[[ Exercise text open ]]

1.4.0 Summary of Cleaning Stage¶
In [29]:
print('\n--- Summary ---')
print('Final dataframe shape:', df.shape)             # Show final shape
print('Number of genes (features):', X.shape[1])      # Show number of genes
print('Number of samples:', df.shape[0])              # Show number of samples
print('Class distribution:')
print(df['Label'].value_counts())                     # Show final class counts
print('\nNotebook 1 finished. Output files:')
print('-', OUTPUT_CLEANED)                            # Show saved data file
print('- class_distribution_pie.png')                 # Show saved figure
--- Summary --- Final dataframe shape: (58, 20826) Number of genes (features): 20825 Number of samples: 58 Class distribution: Label Cancer 31 Normal 27 Name: count, dtype: int64 Notebook 1 finished. Output files: - data_cleaned_with_labels.csv - class_distribution_pie.png
1.5.0 Additional Visualizations¶
1.5.1 Histogram of Expression Values¶
In [32]:
import seaborn as sns
import matplotlib.pyplot as plt
from sklearn.decomposition import PCA
plt.figure(figsize=(8, 5))
sns.histplot(df.iloc[:, :-1].values.flatten(), bins=50, kde=True, color='steelblue')
plt.title("Histogram of Gene Expression Values")
plt.xlabel("Expression Level")
plt.ylabel("Frequency")
plt.tight_layout()
plt.savefig("histogram_distribution.png")
plt.show()

[[ Exercise text closed ]]
[[ Extracted records open ]]

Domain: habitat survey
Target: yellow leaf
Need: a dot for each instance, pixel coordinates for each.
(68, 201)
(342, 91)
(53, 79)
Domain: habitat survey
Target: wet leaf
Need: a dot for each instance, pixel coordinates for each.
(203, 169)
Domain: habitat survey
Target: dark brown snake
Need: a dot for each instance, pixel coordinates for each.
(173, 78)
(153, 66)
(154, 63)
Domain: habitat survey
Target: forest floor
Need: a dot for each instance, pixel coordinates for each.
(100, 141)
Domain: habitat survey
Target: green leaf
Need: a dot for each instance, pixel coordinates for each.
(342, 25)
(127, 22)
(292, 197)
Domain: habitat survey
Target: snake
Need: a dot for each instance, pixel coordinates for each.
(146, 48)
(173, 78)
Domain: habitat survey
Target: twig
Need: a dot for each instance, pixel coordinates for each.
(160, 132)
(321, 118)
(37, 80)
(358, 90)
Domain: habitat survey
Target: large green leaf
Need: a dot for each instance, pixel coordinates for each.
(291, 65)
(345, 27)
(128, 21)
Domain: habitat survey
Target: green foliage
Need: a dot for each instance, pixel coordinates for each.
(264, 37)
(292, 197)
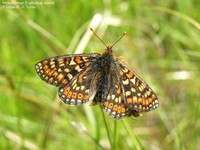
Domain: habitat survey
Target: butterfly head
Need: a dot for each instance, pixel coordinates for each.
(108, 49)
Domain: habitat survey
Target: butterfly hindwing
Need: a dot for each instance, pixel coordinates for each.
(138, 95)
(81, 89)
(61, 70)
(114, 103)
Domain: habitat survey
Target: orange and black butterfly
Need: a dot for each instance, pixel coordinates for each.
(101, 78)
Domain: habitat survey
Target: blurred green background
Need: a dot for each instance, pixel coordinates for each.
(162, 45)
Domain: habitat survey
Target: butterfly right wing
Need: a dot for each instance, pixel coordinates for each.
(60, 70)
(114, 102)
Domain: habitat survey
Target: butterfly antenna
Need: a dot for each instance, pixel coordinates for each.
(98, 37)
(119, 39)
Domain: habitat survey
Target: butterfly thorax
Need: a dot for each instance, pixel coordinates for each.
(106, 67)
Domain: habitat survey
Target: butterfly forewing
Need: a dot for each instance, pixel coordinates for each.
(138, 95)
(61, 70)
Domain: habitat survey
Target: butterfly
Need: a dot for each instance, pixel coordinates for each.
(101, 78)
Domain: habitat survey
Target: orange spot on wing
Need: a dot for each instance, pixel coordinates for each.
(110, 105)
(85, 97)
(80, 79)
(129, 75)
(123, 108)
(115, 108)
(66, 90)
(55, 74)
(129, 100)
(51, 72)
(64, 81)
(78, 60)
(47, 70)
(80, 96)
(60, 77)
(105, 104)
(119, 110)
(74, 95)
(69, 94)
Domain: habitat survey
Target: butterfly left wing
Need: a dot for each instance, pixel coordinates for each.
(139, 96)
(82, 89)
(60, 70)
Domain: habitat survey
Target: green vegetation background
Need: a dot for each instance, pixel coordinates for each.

[[ Extracted records closed ]]
[[ Extracted records open ]]

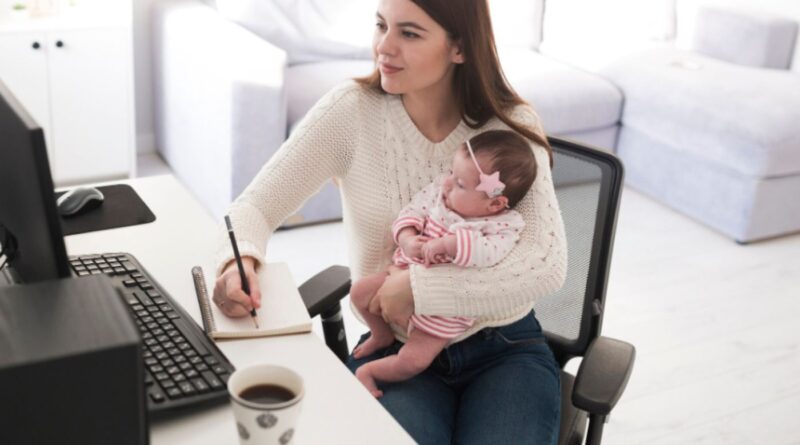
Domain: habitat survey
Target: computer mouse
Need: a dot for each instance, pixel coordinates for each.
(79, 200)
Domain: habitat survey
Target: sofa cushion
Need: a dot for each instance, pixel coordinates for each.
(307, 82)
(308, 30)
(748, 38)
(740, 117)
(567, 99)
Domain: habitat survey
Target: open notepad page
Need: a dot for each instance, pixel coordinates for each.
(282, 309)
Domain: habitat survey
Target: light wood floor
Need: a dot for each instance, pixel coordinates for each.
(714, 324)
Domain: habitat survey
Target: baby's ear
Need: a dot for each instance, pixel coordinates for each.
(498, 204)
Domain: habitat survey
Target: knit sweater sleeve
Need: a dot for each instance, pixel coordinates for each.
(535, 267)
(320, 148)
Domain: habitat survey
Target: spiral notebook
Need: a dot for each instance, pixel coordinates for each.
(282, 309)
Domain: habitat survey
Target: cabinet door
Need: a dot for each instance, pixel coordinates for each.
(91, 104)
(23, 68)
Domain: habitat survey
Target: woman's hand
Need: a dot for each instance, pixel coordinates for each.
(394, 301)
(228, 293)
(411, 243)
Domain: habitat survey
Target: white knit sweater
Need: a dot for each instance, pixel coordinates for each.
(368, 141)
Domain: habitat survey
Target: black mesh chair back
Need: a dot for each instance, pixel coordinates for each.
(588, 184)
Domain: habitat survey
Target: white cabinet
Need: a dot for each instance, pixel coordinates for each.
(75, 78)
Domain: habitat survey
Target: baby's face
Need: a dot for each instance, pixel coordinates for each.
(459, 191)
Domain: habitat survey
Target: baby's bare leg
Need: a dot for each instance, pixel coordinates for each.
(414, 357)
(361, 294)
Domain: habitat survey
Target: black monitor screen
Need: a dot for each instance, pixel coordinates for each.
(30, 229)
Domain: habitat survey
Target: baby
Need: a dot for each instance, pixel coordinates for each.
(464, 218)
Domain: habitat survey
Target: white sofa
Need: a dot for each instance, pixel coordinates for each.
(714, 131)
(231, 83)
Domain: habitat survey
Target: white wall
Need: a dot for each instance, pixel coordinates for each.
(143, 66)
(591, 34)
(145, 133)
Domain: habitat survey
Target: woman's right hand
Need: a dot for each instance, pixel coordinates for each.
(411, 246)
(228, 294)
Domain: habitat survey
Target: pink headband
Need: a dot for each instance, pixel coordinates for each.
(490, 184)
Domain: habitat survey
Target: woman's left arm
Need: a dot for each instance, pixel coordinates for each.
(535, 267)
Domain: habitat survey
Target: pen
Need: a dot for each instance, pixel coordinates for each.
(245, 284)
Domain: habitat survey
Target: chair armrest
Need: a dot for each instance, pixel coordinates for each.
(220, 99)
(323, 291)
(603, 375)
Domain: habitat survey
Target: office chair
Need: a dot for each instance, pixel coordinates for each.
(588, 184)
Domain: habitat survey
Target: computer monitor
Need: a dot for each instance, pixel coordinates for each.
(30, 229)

[[ Extracted records closed ]]
[[ Extracted records open ]]

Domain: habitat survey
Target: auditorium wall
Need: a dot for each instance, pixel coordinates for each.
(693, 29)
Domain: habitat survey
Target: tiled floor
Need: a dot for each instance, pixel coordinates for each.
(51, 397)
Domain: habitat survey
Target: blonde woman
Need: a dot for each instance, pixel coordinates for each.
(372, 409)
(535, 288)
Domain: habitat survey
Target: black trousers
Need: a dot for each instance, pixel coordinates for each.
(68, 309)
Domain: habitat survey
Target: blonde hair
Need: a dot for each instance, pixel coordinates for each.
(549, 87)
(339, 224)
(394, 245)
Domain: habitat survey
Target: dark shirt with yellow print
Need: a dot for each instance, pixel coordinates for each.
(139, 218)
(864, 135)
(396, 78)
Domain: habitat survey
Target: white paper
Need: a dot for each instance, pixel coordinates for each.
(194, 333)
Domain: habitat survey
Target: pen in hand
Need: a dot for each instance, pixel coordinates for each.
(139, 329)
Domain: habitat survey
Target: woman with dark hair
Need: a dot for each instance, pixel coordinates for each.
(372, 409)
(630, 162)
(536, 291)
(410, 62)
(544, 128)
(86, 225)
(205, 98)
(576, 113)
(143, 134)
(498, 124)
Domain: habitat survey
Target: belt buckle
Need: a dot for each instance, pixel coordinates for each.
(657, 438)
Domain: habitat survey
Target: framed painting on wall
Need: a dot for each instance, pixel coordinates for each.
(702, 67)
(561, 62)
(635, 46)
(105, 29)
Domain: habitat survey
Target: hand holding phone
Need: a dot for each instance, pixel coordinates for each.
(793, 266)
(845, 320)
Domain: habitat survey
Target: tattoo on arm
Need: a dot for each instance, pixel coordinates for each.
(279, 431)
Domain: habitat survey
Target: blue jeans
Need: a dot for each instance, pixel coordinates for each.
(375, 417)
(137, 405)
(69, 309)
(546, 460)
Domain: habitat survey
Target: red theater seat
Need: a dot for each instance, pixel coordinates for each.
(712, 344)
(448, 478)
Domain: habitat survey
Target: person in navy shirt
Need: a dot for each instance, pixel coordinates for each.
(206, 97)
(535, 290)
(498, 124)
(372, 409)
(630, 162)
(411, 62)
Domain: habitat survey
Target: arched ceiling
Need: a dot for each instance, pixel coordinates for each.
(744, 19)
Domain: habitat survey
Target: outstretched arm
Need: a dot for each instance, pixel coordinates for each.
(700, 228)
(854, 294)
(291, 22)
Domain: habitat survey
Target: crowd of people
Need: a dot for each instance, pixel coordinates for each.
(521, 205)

[[ Extracted records closed ]]

§ **Instructions**
#1 According to the notebook excerpt's summary output, how many samples carry the label Cancer?
#2 Reproduce the notebook excerpt word for word, beginning at the words "1.4.0 Summary of" and stopping after "finished. Output files:')".
#3 List every plt method that the notebook excerpt calls in the histogram cell.

§ **Answers to the exercise**
#1 31

#2
1.4.0 Summary of Cleaning Stage¶
In [29]:
print('\n--- Summary ---')
print('Final dataframe shape:', df.shape)             # Show final shape
print('Number of genes (features):', X.shape[1])      # Show number of genes
print('Number of samples:', df.shape[0])              # Show number of samples
print('Class distribution:')
print(df['Label'].value_counts())                     # Show final class counts
print('\nNotebook 1 finished. Output files:')

#3 figure, title, xlabel, ylabel, tight_layout, savefig, show